**Exercise directions**
Wherever a line in the data holds the word "black", pull that line out.

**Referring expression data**
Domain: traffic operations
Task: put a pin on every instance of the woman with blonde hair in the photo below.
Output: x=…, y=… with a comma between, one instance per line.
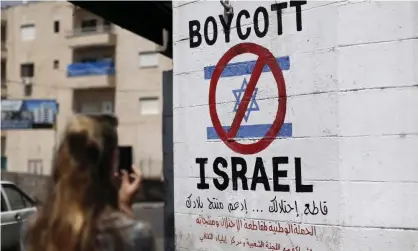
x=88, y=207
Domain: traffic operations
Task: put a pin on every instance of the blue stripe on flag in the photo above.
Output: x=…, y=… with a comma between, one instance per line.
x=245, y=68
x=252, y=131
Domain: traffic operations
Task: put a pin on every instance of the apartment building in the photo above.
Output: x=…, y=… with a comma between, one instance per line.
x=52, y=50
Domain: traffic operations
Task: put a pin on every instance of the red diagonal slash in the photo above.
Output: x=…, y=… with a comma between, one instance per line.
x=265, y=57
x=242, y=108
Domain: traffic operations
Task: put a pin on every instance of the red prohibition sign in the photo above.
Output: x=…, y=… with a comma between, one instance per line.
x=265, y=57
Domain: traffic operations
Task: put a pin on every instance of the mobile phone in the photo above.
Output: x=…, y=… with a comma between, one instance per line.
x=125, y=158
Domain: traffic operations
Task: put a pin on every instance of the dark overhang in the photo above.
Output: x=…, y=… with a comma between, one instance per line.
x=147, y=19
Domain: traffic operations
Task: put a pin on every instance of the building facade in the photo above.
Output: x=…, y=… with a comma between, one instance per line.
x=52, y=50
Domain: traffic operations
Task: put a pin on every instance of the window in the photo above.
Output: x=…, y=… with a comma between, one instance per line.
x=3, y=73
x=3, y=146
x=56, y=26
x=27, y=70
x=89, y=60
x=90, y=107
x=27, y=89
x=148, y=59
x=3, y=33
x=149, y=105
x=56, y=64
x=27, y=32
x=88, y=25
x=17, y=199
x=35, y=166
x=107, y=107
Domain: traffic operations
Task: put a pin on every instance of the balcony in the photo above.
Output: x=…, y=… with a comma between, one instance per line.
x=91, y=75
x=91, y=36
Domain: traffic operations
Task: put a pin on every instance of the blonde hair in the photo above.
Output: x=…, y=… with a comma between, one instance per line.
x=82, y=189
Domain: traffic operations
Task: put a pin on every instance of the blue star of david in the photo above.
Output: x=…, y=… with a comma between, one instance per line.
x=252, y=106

---

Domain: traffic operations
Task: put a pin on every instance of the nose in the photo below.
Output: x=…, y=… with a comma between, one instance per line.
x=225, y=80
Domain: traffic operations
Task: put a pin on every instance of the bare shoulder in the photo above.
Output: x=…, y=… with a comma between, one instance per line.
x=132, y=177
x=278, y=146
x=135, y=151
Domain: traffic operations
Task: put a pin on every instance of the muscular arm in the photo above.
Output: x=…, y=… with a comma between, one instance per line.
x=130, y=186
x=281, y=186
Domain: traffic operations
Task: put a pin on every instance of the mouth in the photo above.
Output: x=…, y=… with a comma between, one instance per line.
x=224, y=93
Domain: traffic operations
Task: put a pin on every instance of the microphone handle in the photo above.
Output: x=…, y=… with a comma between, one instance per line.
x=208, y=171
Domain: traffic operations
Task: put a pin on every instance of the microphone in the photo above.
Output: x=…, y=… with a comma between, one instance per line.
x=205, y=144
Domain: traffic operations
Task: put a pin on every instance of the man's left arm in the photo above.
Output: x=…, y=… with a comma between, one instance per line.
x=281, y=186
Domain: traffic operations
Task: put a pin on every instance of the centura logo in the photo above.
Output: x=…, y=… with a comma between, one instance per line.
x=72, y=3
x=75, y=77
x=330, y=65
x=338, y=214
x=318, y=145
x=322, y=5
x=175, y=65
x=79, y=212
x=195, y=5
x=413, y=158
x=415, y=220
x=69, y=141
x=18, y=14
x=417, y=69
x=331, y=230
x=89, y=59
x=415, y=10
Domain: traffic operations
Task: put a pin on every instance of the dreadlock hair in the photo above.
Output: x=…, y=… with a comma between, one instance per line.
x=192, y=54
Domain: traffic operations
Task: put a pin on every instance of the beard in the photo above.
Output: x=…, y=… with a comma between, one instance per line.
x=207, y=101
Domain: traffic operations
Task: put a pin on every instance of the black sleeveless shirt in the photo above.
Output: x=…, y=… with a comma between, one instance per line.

* * *

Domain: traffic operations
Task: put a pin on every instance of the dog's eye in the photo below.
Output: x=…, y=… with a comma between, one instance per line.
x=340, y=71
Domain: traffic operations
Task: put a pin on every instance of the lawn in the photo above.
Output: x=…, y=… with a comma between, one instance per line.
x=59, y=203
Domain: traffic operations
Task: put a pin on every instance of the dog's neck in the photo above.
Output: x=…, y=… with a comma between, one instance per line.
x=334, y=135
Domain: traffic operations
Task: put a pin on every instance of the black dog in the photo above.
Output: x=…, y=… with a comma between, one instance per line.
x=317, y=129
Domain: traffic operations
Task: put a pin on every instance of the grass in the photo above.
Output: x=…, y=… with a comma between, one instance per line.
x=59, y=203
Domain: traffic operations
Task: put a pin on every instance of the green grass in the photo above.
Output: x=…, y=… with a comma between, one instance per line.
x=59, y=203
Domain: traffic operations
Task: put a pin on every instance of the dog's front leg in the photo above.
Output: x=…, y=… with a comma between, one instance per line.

**The answer**
Task: put a pin on every instance of the black sleeveless shirt in the photo above.
Task: put a pin on every instance of the black dog in the photo above.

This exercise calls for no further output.